=== Supplied material ===

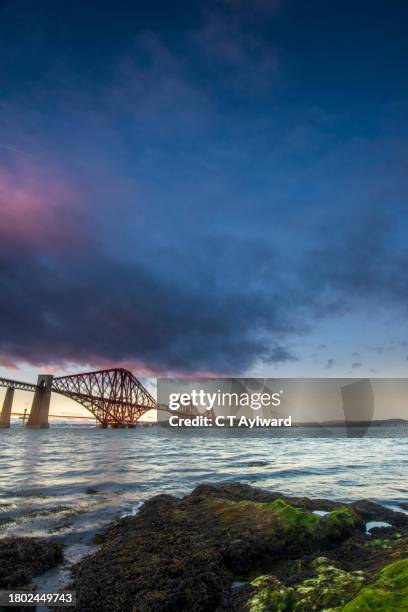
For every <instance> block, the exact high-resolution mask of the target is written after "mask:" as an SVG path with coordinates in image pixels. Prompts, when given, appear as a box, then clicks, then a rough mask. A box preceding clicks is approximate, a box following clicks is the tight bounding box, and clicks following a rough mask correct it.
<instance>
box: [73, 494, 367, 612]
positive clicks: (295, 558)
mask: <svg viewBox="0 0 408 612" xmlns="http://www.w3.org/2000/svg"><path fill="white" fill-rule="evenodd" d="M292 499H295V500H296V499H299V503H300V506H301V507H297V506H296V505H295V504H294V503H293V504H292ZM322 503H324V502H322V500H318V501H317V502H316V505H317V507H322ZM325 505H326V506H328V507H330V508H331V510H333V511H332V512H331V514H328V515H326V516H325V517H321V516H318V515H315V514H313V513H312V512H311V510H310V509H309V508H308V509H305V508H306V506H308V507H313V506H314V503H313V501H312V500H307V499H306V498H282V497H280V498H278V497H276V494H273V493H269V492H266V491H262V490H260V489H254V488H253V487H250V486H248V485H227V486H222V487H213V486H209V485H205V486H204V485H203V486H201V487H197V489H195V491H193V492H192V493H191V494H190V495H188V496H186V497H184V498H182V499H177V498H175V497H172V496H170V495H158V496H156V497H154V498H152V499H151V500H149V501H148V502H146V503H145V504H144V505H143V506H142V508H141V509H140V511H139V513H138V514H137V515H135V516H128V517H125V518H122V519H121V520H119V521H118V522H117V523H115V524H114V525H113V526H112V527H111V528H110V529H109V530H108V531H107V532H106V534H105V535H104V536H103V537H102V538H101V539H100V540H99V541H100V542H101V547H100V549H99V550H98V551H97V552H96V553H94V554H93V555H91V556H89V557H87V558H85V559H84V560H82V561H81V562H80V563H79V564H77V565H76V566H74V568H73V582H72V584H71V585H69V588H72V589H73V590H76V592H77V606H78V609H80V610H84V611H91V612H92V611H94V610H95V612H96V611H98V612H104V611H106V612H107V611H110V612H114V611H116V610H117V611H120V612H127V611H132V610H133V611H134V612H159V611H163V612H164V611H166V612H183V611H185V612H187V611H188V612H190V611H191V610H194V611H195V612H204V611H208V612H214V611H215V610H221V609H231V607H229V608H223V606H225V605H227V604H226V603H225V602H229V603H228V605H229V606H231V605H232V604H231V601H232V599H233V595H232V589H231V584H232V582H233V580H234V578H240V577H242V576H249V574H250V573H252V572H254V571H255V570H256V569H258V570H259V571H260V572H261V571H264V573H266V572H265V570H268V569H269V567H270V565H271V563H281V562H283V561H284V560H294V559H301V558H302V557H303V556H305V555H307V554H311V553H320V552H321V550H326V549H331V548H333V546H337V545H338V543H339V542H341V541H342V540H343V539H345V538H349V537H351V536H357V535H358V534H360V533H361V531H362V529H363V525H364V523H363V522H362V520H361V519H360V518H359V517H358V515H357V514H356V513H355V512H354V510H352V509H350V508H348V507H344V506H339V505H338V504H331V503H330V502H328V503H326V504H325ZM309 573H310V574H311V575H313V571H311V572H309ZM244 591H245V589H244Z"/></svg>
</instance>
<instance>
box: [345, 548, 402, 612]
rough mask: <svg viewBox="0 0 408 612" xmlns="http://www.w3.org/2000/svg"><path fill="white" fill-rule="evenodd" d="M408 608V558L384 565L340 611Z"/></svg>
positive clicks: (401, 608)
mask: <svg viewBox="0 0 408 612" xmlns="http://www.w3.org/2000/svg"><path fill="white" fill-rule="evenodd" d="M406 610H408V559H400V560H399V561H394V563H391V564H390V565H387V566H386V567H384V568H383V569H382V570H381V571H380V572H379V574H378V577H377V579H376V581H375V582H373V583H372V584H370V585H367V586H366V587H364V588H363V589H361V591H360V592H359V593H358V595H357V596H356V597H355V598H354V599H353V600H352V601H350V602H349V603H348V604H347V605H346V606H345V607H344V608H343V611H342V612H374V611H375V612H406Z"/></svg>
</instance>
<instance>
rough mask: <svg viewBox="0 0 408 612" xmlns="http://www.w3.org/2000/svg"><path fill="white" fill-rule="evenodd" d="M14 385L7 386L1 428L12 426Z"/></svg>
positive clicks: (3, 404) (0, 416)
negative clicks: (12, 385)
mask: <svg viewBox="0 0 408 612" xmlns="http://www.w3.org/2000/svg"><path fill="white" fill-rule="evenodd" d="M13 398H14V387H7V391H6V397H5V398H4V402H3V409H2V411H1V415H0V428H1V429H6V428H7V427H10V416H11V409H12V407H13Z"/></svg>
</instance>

===

→ **Task details**
Could you write out all of these items again with "rough mask" replaced by "coarse mask" everywhere, leaving everything else unchanged and omitting the pictures?

→ **Exercise response**
For every <instance> block, the exact high-resolution mask of the target is written after "mask:" as an SVG path with coordinates in image pixels. Prompts, when given, appear as a box, then clicks, then a coarse mask. A box preceding clicks is approximate, a box following clicks is the tight bounding box, and clicks following a coarse mask correct it.
<instance>
box: [73, 494, 367, 612]
positive clicks: (295, 558)
mask: <svg viewBox="0 0 408 612" xmlns="http://www.w3.org/2000/svg"><path fill="white" fill-rule="evenodd" d="M292 499H295V500H296V499H299V503H300V506H301V507H297V506H296V505H295V504H294V503H293V504H292ZM322 503H324V502H322V500H318V501H317V502H316V505H317V507H322ZM325 505H326V506H328V507H330V508H331V510H333V511H332V512H331V514H328V515H326V516H325V517H321V516H318V515H315V514H313V513H312V512H311V510H310V509H309V508H308V509H305V508H306V506H308V507H313V506H314V503H313V501H312V500H307V499H306V498H282V497H280V498H278V497H276V494H273V493H269V492H266V491H262V490H260V489H254V488H253V487H250V486H248V485H227V486H222V487H213V486H209V485H205V486H204V485H203V486H201V487H197V489H195V491H193V492H192V493H191V494H190V495H188V496H186V497H184V498H182V499H177V498H175V497H172V496H170V495H158V496H156V497H154V498H152V499H151V500H149V501H148V502H146V503H145V504H144V505H143V506H142V508H141V509H140V511H139V513H138V514H137V515H135V516H128V517H125V518H122V519H121V520H119V521H118V522H117V523H115V524H114V525H113V526H112V527H111V528H110V529H109V530H108V531H107V532H106V534H105V535H104V536H103V537H102V538H101V539H100V540H99V541H100V542H101V547H100V549H99V550H98V551H97V552H96V553H94V554H93V555H91V556H89V557H87V558H85V559H84V560H82V561H81V562H80V563H79V564H77V565H76V566H74V568H73V582H72V584H71V585H69V588H72V589H73V590H76V592H77V606H78V609H80V610H84V611H91V612H92V611H94V610H95V612H96V611H98V612H104V611H106V612H107V611H110V612H114V611H116V610H117V611H120V612H127V611H132V610H133V611H134V612H159V611H163V612H164V611H166V612H183V611H185V612H187V611H188V612H190V611H191V610H194V611H195V612H204V611H208V612H214V611H215V610H221V609H231V607H229V608H223V606H225V605H227V604H226V603H225V602H229V603H228V605H229V606H231V605H232V604H231V601H232V599H233V595H232V589H231V584H232V582H233V580H234V578H240V577H242V576H249V574H250V573H252V572H254V571H255V570H256V569H258V570H259V571H260V572H261V571H264V573H266V572H265V570H268V569H269V567H270V565H271V563H281V562H283V561H284V560H294V559H301V558H302V557H303V556H305V555H307V554H311V553H320V552H321V550H326V549H331V548H333V546H337V545H338V543H339V542H341V541H342V540H343V539H345V538H349V537H351V536H357V535H358V534H360V533H361V531H362V529H363V525H364V523H363V522H362V520H361V519H360V518H359V517H358V515H357V514H356V513H355V512H354V510H352V509H350V508H348V507H344V506H339V505H338V504H331V503H330V502H328V503H326V504H325ZM309 573H310V574H311V575H313V571H311V572H309ZM244 591H245V589H244Z"/></svg>
</instance>
<instance>
box: [345, 548, 402, 612]
coarse mask: <svg viewBox="0 0 408 612" xmlns="http://www.w3.org/2000/svg"><path fill="white" fill-rule="evenodd" d="M408 608V558L384 565L340 611Z"/></svg>
positive clicks: (401, 608)
mask: <svg viewBox="0 0 408 612" xmlns="http://www.w3.org/2000/svg"><path fill="white" fill-rule="evenodd" d="M406 610H408V559H400V560H399V561H394V563H391V564H390V565H387V566H386V567H384V568H383V569H382V570H381V571H380V572H379V574H378V577H377V579H376V581H375V582H373V583H372V584H370V585H367V586H366V587H364V588H363V589H361V591H360V592H359V593H358V595H357V596H356V597H355V598H354V599H353V600H352V601H350V602H349V603H348V604H347V605H346V606H345V607H344V608H343V611H342V612H374V611H375V612H406Z"/></svg>
</instance>
<instance>
coarse mask: <svg viewBox="0 0 408 612" xmlns="http://www.w3.org/2000/svg"><path fill="white" fill-rule="evenodd" d="M14 385L7 386L1 428L12 426Z"/></svg>
positive clicks: (3, 404) (0, 416)
negative clicks: (12, 385)
mask: <svg viewBox="0 0 408 612" xmlns="http://www.w3.org/2000/svg"><path fill="white" fill-rule="evenodd" d="M13 398H14V387H7V391H6V397H5V398H4V402H3V409H2V411H1V415H0V428H1V429H6V428H7V427H10V416H11V409H12V407H13Z"/></svg>
</instance>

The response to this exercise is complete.